• What needs to be done: Locate each line in the listing below that contains the word "green", and copy those lines in full.
━━━━━━━━━━
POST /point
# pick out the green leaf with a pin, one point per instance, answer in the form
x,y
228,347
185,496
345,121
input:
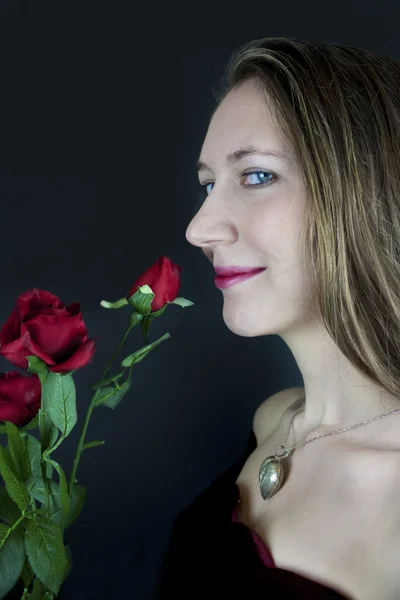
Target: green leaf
x,y
63,487
142,352
93,444
12,558
35,487
69,561
15,487
31,425
36,365
27,574
103,382
46,552
35,457
182,302
37,590
117,304
59,401
18,451
78,496
113,396
48,431
9,511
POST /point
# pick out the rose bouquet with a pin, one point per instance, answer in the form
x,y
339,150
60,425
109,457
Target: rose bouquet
x,y
49,341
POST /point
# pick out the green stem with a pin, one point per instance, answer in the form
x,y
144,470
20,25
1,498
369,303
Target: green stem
x,y
15,525
92,405
43,465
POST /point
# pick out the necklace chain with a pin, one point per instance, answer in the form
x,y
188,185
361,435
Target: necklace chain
x,y
334,432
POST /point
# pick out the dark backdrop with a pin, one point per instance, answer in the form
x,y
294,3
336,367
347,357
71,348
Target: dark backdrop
x,y
103,111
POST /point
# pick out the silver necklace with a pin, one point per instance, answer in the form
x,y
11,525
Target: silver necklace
x,y
271,474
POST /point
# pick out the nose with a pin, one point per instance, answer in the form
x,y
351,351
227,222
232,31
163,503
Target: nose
x,y
211,228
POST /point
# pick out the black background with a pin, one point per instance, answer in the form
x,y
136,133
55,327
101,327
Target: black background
x,y
103,109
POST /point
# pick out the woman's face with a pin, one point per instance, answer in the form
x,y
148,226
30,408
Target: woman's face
x,y
251,217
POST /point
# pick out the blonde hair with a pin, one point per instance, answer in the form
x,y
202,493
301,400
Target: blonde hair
x,y
338,109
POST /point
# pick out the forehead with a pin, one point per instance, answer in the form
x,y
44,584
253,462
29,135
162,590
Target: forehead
x,y
243,118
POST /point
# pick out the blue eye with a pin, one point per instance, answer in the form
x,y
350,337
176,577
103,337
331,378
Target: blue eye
x,y
203,192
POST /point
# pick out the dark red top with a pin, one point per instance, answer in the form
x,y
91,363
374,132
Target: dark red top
x,y
210,554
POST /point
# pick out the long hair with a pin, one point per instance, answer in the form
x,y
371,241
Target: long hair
x,y
338,109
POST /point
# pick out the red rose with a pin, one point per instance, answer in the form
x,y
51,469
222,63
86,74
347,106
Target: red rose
x,y
163,278
41,325
19,397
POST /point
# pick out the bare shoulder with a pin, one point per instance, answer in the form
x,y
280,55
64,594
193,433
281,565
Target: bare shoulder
x,y
269,412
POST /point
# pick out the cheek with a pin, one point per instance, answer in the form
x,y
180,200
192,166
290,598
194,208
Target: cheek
x,y
272,228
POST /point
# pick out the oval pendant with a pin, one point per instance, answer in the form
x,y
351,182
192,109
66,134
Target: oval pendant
x,y
270,477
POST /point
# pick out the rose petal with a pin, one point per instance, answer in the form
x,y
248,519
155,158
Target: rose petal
x,y
79,359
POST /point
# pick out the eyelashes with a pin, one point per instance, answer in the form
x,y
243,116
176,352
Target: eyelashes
x,y
202,193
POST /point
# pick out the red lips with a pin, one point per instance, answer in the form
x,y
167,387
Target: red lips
x,y
232,271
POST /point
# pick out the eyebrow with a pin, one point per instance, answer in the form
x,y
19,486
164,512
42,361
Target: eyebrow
x,y
234,157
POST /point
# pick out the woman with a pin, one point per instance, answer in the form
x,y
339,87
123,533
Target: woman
x,y
301,175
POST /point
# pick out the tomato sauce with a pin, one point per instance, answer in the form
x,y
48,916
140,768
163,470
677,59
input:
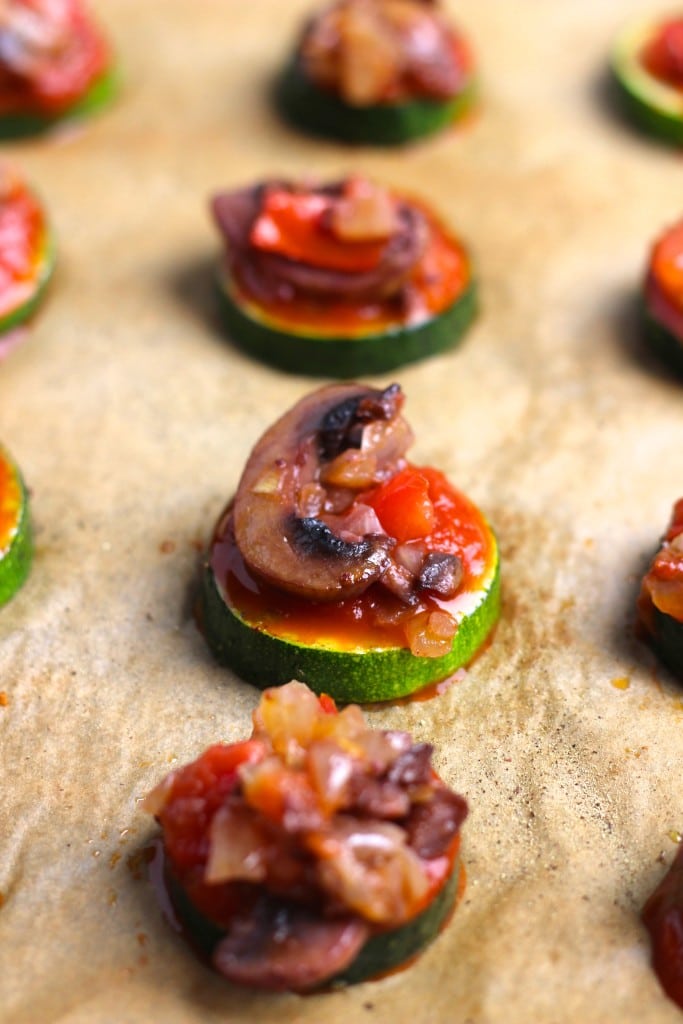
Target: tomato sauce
x,y
60,78
375,619
10,503
23,244
663,56
438,279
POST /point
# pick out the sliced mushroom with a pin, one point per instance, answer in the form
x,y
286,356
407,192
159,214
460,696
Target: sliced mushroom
x,y
281,946
301,554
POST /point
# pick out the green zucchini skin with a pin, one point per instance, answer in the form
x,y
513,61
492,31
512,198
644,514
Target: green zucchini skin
x,y
654,109
363,677
382,952
667,641
347,356
660,340
651,120
318,113
102,90
28,308
15,562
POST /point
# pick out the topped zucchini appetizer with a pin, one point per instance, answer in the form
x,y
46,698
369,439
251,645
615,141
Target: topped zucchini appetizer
x,y
54,65
318,852
660,600
647,64
380,72
664,297
342,564
15,538
27,252
340,280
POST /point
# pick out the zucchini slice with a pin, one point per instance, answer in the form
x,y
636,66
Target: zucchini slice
x,y
652,104
354,675
319,355
15,536
319,852
311,110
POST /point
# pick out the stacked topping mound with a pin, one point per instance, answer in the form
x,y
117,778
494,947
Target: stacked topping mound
x,y
385,51
317,850
346,555
342,278
51,56
26,250
660,600
664,297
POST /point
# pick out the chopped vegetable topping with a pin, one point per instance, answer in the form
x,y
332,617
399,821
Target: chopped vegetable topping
x,y
663,55
50,53
375,51
336,830
23,243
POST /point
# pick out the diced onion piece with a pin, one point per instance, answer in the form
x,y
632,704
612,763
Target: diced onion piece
x,y
288,716
351,468
268,482
388,440
369,867
237,850
365,213
369,56
430,633
330,769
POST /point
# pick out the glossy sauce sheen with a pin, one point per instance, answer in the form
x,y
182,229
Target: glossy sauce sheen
x,y
461,529
23,243
10,503
438,280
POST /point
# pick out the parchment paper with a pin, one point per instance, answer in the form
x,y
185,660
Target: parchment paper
x,y
131,417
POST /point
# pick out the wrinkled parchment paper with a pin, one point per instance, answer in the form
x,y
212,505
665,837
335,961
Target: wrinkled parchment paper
x,y
131,417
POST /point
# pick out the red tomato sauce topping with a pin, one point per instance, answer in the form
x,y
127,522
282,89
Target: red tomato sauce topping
x,y
23,240
666,267
10,503
663,56
54,64
418,503
439,278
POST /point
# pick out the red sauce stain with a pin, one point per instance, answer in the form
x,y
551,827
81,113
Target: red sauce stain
x,y
137,861
10,489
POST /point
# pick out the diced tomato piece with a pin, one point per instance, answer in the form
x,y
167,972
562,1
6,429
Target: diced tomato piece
x,y
292,224
197,793
403,506
667,264
663,56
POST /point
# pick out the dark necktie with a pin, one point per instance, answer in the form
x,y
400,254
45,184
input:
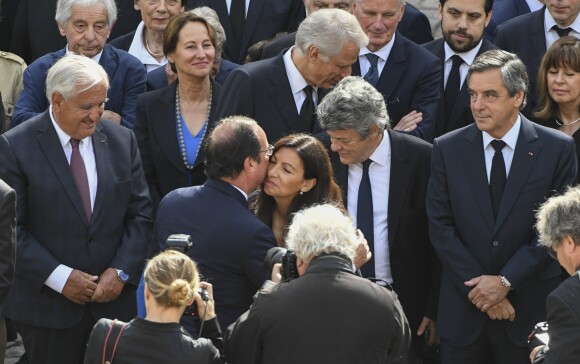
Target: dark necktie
x,y
238,20
307,109
562,32
77,165
364,217
372,75
453,86
497,176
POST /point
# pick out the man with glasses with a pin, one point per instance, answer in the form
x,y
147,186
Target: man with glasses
x,y
229,242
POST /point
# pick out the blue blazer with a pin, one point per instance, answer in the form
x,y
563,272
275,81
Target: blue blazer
x,y
126,81
470,243
265,19
52,226
229,242
261,90
410,81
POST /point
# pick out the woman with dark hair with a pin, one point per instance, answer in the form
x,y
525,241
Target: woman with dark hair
x,y
559,89
172,123
299,175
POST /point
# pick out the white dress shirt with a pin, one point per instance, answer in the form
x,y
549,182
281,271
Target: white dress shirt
x,y
380,176
59,276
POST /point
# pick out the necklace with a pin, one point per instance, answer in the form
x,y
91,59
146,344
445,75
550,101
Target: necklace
x,y
561,123
180,127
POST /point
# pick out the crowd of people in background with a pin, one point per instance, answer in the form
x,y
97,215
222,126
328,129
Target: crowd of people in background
x,y
419,188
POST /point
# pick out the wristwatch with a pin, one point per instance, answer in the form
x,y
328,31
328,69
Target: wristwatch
x,y
122,276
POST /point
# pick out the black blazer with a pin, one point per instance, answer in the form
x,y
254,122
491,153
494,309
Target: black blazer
x,y
410,81
53,228
461,114
156,134
415,268
524,35
261,90
265,19
470,243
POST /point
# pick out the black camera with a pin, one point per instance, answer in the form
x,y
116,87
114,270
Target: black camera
x,y
287,257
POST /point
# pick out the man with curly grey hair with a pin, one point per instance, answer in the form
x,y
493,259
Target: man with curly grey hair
x,y
328,314
391,209
559,229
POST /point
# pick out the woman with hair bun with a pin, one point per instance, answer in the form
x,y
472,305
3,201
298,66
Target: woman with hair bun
x,y
171,284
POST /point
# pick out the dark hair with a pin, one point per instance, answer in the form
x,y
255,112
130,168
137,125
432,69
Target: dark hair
x,y
565,52
174,27
316,165
487,6
232,141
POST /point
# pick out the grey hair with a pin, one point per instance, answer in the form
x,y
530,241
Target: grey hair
x,y
212,18
74,74
322,229
328,30
512,70
353,104
64,9
558,217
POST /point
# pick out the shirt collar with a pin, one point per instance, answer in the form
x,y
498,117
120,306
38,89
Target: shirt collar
x,y
383,53
510,138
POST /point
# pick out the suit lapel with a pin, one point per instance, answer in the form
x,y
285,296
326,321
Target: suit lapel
x,y
473,160
50,144
523,162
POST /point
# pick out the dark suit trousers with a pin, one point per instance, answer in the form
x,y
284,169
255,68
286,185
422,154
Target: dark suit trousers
x,y
55,346
493,346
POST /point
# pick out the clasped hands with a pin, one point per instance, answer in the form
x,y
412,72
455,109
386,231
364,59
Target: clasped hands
x,y
82,287
489,295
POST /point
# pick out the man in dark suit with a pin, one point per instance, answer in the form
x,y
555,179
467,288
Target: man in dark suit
x,y
84,216
247,22
355,117
7,252
487,180
281,93
230,243
406,74
126,73
462,25
560,233
531,34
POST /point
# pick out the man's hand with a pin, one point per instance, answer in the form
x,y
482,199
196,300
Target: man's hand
x,y
112,116
433,339
409,122
502,311
80,287
109,287
487,291
363,253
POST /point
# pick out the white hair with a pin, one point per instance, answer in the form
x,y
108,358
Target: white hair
x,y
74,74
322,229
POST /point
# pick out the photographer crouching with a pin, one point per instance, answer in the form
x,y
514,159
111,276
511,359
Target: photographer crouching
x,y
559,230
328,314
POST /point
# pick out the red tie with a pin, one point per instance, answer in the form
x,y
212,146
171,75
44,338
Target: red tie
x,y
77,166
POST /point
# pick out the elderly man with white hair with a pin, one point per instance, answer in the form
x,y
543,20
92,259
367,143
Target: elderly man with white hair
x,y
328,314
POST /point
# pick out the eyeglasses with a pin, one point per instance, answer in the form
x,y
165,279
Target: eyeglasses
x,y
269,151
━━━━━━━━━━
• Result of this task:
# pick out the green leaf with a pin, one point per instance, answer in the form
Target: green leaf
# pick out the green stem with a pin, one point per instance, answer in the form
Target: green stem
# pick out the green zucchini skin with a pin, one point per instance, answer in the form
Target: green zucchini skin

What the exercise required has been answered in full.